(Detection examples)
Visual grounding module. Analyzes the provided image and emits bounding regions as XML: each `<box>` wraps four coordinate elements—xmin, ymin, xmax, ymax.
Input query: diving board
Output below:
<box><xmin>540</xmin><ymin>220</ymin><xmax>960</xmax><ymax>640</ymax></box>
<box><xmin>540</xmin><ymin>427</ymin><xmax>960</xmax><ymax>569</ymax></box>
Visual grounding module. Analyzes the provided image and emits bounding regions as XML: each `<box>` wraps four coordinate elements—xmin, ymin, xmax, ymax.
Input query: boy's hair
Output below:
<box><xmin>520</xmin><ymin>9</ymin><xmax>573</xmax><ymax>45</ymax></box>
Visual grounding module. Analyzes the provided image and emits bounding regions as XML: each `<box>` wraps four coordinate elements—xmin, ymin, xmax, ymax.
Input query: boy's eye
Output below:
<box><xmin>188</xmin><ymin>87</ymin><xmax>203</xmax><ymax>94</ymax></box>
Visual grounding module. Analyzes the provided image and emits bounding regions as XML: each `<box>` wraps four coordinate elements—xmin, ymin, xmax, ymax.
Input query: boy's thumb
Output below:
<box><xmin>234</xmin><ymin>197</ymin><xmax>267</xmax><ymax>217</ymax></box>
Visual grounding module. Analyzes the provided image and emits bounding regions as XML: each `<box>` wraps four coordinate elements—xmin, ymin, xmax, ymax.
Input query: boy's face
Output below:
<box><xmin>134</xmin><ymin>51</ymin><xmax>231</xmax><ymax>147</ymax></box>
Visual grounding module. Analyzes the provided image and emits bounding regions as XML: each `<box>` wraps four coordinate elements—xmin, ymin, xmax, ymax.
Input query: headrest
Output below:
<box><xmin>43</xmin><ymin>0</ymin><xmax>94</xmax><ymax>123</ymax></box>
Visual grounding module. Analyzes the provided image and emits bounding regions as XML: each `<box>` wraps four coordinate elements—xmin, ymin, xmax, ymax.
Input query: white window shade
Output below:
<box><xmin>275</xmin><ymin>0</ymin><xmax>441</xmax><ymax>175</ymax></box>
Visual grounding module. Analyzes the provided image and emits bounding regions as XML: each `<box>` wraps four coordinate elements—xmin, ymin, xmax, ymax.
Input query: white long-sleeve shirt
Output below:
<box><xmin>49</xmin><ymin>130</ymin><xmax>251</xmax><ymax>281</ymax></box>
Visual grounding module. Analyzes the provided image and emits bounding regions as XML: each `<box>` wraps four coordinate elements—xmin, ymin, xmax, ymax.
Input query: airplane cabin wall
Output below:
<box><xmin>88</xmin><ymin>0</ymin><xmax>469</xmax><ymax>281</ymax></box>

▸ Task to carry out
Report how many lines in the rows above contain the word "white", treating uppercase and lowercase as different. Give only the number.

▸ Full solution
2